◆ What is required: The lines below should be written out again in full, exactly as they are.

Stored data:
"""

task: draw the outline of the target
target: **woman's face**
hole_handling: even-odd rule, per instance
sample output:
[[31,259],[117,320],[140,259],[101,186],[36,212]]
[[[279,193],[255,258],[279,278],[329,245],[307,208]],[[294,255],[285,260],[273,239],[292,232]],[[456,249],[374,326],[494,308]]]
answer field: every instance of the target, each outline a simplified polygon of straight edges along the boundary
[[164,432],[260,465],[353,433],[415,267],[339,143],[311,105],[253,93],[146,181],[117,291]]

"""

◆ Output of the task:
task: draw the outline of the target
target: **woman's face**
hole_handling: even-odd rule, per instance
sample output:
[[31,259],[117,320],[140,259],[101,186],[36,212]]
[[[279,193],[255,258],[279,278],[329,245],[307,208]],[[294,255],[285,260],[273,239],[292,232]],[[456,249],[374,326],[494,308]]]
answer field: every instance of the target, each outline a simplified polygon of straight edges along the boundary
[[164,432],[260,465],[353,433],[415,267],[339,143],[311,105],[253,93],[146,181],[117,291]]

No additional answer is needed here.